[Natural language region descriptions]
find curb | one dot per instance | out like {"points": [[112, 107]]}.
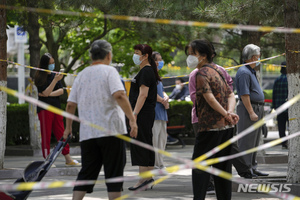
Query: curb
{"points": [[15, 173]]}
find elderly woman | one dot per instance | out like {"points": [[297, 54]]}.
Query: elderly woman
{"points": [[215, 104], [50, 88], [142, 96], [99, 94]]}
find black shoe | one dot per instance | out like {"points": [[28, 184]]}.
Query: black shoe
{"points": [[258, 173], [142, 185], [248, 175]]}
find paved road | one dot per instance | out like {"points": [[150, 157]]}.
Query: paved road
{"points": [[178, 186]]}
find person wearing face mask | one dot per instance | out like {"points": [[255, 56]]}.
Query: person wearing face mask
{"points": [[49, 89], [215, 103], [160, 123], [250, 106], [99, 94], [180, 91], [142, 96]]}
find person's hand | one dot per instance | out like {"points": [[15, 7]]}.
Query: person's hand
{"points": [[41, 95], [228, 117], [253, 116], [67, 132], [58, 77], [235, 118], [133, 128]]}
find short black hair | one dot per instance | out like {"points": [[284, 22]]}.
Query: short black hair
{"points": [[203, 47], [100, 49]]}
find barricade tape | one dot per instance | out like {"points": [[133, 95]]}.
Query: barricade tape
{"points": [[175, 85], [175, 168], [36, 68], [262, 60], [255, 149], [258, 124], [274, 65], [157, 21]]}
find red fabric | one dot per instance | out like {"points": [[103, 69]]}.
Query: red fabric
{"points": [[51, 122], [175, 127], [4, 196]]}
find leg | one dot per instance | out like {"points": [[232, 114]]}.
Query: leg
{"points": [[113, 153], [281, 122], [203, 143], [247, 141], [156, 131], [91, 157], [210, 186], [223, 186], [46, 119], [113, 195]]}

◆ **What you have to do**
Given the data above, transcribe exactly the lines from the one containing "Query: barricade tape" down to the one containing "find red fabric", and no others.

◆ **Solution to this exercise**
Query: barricade tape
{"points": [[175, 85], [175, 168], [36, 68], [262, 60], [255, 149], [258, 124], [274, 65], [157, 21]]}
find red fabric | one dot per instance | out like {"points": [[103, 69]]}.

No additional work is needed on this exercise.